- OBJECTIVE: Transcribe everything from "The culture of" down to "members' movie-watching habits." in the article on personal data tracking below, word for word.

- GIVEN TEXT:
-- Start --

The elegantly graphical reports, as much design projects as they are data compilations, are posted online by Mr. Felton. He also creates hard-copy limited editions, available free of charge. They have become so popular that he recently launched a Web site with his friend Ryan Case called Daytum, which helps fellow chroniclers track the details of their own experiences.

The culture of sharing information online has shifted in recent years, from a focus on blog ramblings to the ubiquitous micro-movements of posters' daily lives. Microblogging sites like Twitter have become commonplace. President-elect Barack Obama, for example, had his own Twitter account and used it to keep his supporters up to date on his campaign's daily comings and goings. (It's been silent since the election.) Facebook's News Feed feature initially drew criticism from members because it offered a running log of users' minute postings and updates, but has since became a core part of the Web site's community. Some sites collect data automatically for their users. Last.fm keeps a record of all of the songs users have listened to, and Netflix keeps track of members' movie-watching habits.

"It's a natural progression from people sharing things like movies, photos and videos," says Dennis Crowley, founder of Dodgeball, an early social-networking service for mobile phones which was sold to Google in 2005. "What's left to share? Basic data."

Yannick Assogba, a graduate student at MIT's Media Lab, created a site called Mycrocosm to help users compile and share the "minutiae of daily life" in the form of multicolored bar charts and pie charts. Mr. Assogba, for example, tracks his ping-pong winning streaks and what days he spends the most money. Created in August, Mycrocosm now has 1,300 registered users. "We're living in an era of data," Mr. Assogba says.

Today's info-chroniclers are just the latest in a long history of diarists and scientists who kept notes by hand. Nineteenth-century English inventor and statistician Francis Galton, who introduced statistical concepts such as regression to the mean, was an obsessive counter who created the first weather map and carried a homemade object called a "registrator" to, among other things, measure people's yawns and fidgets during his talks. (Mr. Galton's preoccupation with data, specifically with human hereditary traits, also yielded an unsavory by-product -- eugenics.)

In 1937, a social research organization called Mass Observation in London used about 2,000 volunteers to develop an "anthropology of ourselves." For more than a decade, participants recorded such things as their neighbor's bathroom habits and what end of their cigarettes they tapped before lighting up. Personal tracking also showed up in "Cheaper by the Dozen," a 1948 book about efficiency experts Frank Bunker Gilbreth and Lillian Moller Gilbreth and their attempts to track and optimize the daily routines of their 12 children (including when they brushed their teeth and made their beds).

Several technological shifts in the last decade have helped turn personal informatics into a mainstream pursuit. The iPhone, for example, has several applications such as Loopt that use the product's internal global positioning system to record a user's location and then share it with others. Low-cost products such as Wattson, an energy monitor that tracks real-time power consumption, make it easy to record otherwise nebulous data.

Some of the new data collectors hope to make better decisions about their activities and improve their quality of life. For the last four months, Alexandra Carmichael, the founder of a health research Web site called CureTogether in San Francisco, has been tracking more than 40 different categories of information about her health and personal habits. In addition to her daily caloric intake, her morning weight and the type and duration of exercise she performs, she also tracks her daily mood, noting descriptions such as "happiness" and "feeling fat."

-- End --

- DATA EXCERPTS:

-- Start --

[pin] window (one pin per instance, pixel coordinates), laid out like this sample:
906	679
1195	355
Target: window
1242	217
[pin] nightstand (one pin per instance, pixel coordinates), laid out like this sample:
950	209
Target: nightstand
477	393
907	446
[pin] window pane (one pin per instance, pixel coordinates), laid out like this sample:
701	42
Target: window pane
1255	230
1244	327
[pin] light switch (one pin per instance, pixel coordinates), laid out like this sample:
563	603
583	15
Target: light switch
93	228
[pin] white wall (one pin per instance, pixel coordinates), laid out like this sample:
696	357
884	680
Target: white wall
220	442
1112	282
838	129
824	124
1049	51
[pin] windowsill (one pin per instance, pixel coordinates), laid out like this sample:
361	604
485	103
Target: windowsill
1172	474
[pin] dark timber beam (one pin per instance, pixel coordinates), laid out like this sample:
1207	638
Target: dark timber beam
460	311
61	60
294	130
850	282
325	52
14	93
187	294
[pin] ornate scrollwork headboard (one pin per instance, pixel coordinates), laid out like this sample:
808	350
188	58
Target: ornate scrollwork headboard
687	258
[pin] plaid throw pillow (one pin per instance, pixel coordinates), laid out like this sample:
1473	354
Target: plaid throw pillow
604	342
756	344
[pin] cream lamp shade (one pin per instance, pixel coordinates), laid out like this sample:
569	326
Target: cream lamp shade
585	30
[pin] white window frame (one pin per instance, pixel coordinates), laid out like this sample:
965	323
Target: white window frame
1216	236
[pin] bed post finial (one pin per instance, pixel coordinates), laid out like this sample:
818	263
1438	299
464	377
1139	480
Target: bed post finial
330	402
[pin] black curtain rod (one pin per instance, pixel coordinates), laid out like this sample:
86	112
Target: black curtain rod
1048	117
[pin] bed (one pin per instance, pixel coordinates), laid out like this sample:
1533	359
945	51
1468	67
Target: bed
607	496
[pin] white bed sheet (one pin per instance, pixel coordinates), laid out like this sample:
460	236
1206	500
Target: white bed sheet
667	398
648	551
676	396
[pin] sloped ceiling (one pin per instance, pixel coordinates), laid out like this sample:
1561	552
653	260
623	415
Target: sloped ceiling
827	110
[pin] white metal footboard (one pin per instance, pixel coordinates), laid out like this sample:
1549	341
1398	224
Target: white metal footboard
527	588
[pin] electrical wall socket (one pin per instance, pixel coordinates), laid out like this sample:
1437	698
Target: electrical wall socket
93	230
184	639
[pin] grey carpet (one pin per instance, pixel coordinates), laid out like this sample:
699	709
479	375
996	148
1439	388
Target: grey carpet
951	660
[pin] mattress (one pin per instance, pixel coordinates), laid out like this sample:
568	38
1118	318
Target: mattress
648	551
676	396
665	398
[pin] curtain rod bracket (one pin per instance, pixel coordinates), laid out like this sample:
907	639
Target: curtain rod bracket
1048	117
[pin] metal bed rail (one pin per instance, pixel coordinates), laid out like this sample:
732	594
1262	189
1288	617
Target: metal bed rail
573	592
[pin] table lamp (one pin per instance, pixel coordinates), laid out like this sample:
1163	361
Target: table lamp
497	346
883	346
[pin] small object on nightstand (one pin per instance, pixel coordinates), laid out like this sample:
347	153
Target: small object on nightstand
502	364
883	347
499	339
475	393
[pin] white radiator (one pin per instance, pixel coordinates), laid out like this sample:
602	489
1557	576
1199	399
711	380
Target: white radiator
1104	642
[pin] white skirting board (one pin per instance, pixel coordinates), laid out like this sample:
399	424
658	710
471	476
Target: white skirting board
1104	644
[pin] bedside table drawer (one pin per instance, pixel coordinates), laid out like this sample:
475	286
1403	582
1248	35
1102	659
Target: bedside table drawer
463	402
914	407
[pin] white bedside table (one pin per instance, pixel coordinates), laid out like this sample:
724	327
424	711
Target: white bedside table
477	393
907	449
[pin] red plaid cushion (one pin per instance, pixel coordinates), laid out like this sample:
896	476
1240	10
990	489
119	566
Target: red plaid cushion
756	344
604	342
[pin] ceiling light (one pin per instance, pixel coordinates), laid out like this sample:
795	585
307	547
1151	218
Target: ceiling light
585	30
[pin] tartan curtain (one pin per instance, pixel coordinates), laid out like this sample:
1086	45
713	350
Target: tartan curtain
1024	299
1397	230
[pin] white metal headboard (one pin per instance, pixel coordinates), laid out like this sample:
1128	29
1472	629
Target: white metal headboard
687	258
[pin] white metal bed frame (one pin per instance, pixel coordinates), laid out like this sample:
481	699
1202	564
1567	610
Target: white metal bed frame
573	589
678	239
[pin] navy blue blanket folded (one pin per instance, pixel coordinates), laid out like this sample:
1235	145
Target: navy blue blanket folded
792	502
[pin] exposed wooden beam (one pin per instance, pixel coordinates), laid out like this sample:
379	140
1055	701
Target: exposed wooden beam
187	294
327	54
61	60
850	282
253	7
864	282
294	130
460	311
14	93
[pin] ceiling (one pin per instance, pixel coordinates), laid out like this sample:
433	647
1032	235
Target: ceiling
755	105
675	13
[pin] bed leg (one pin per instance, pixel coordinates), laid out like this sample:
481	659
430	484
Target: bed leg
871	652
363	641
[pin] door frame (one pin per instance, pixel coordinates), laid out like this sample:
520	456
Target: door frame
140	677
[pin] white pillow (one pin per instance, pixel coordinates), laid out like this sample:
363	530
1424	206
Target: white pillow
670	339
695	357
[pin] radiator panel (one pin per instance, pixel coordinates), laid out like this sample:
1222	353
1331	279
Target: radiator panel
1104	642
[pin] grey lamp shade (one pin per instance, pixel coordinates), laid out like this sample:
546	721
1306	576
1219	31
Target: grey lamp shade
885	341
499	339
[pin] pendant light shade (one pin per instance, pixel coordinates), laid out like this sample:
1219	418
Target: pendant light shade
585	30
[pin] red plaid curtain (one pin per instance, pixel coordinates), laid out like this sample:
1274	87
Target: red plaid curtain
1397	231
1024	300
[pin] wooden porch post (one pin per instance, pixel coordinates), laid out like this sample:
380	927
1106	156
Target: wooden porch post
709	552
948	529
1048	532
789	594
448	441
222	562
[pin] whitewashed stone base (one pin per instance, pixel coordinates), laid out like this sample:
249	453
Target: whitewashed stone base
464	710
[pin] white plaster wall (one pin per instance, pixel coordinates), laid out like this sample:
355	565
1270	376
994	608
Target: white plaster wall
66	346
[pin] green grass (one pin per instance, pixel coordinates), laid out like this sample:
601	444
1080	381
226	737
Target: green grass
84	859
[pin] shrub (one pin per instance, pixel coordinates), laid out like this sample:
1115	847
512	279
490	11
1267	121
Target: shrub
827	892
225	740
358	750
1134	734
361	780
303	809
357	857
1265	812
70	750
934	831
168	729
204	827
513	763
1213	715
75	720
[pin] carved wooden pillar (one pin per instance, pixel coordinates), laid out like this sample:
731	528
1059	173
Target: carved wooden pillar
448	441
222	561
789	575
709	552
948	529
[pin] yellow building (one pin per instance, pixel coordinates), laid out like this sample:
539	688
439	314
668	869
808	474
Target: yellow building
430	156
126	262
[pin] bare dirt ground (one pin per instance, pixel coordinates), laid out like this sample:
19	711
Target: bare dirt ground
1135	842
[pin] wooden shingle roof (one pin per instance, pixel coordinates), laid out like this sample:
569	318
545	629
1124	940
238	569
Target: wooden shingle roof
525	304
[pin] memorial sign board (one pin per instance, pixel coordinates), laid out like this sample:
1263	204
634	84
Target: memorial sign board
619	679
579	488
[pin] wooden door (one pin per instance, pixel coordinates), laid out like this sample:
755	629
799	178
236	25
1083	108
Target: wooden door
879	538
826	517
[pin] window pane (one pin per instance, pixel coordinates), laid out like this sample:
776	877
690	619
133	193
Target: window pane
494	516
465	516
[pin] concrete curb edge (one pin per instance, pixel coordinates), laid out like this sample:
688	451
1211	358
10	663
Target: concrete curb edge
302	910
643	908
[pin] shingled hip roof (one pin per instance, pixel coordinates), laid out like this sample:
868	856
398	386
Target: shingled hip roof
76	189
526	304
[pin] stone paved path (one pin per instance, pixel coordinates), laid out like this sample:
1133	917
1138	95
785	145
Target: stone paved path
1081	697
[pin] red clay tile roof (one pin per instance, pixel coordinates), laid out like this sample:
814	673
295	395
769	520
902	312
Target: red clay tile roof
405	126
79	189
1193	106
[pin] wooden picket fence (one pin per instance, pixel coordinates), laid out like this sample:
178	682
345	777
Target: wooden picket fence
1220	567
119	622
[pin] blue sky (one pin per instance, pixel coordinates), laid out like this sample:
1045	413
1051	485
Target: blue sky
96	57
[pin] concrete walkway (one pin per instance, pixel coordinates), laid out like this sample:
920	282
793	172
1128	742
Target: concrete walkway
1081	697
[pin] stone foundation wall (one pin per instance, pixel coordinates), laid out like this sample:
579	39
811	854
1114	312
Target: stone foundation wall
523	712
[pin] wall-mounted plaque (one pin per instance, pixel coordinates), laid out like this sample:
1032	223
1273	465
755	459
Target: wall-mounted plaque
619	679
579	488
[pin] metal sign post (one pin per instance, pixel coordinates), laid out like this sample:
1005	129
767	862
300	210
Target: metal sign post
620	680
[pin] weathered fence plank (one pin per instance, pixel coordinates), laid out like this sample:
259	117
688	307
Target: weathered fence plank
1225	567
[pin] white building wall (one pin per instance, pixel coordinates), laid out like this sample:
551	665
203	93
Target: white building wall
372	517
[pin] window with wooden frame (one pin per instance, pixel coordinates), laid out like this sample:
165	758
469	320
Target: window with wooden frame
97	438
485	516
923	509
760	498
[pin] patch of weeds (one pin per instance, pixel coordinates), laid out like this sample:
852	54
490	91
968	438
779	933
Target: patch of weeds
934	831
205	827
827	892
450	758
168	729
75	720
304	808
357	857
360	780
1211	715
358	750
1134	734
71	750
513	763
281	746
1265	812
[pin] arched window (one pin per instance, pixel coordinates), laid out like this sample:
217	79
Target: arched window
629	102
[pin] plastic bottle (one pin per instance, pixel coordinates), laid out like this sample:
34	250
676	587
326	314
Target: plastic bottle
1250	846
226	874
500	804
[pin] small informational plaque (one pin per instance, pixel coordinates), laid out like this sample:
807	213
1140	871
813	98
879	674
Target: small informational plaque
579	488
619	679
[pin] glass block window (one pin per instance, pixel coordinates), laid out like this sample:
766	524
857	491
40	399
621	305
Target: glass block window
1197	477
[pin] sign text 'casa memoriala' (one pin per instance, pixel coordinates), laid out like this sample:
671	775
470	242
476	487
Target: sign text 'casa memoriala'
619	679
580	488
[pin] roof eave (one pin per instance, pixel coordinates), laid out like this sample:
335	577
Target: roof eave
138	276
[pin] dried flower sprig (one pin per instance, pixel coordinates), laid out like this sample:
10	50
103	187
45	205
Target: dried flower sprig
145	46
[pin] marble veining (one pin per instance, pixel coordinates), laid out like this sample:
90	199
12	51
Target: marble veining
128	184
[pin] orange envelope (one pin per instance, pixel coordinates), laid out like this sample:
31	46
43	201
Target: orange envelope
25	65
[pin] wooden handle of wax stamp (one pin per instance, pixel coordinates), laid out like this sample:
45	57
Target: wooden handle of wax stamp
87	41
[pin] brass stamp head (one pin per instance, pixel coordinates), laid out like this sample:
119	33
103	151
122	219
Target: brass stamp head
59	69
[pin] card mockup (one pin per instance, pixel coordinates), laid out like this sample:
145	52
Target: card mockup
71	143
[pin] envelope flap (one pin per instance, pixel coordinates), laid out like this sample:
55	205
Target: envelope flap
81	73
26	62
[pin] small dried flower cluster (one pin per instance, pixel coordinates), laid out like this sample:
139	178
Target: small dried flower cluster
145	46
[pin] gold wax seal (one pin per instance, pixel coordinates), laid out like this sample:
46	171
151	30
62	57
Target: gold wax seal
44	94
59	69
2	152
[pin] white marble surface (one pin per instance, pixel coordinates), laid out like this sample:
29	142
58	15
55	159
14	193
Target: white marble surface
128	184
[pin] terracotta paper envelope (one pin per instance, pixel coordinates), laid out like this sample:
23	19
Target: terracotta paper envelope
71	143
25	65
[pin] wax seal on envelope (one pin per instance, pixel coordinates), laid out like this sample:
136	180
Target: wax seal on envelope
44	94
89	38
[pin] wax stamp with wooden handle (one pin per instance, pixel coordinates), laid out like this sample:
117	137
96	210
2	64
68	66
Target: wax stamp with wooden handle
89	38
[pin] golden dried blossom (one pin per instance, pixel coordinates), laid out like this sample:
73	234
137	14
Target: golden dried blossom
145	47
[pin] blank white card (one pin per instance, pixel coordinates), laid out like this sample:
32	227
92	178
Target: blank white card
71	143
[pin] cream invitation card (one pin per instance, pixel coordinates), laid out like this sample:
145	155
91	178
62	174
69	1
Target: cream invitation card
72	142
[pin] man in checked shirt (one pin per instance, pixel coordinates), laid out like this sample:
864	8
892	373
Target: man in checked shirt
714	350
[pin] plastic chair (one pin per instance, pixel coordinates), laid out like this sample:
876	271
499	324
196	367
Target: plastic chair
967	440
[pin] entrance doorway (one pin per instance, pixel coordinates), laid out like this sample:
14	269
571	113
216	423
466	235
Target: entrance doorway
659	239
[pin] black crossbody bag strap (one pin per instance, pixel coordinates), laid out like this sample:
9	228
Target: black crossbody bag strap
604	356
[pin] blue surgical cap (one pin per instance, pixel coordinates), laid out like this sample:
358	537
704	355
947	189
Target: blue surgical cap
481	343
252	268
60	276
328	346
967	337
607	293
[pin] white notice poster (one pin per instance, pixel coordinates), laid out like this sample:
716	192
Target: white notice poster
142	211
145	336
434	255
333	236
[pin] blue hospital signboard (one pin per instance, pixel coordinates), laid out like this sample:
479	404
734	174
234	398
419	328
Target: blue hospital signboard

-- End --

- EXERCISE RESULT:
The culture of sharing information online has shifted in recent years, from a focus on blog ramblings to the ubiquitous micro-movements of posters' daily lives. Microblogging sites like Twitter have become commonplace. President-elect Barack Obama, for example, had his own Twitter account and used it to keep his supporters up to date on his campaign's daily comings and goings. (It's been silent since the election.) Facebook's News Feed feature initially drew criticism from members because it offered a running log of users' minute postings and updates, but has since became a core part of the Web site's community. Some sites collect data automatically for their users. Last.fm keeps a record of all of the songs users have listened to, and Netflix keeps track of members' movie-watching habits.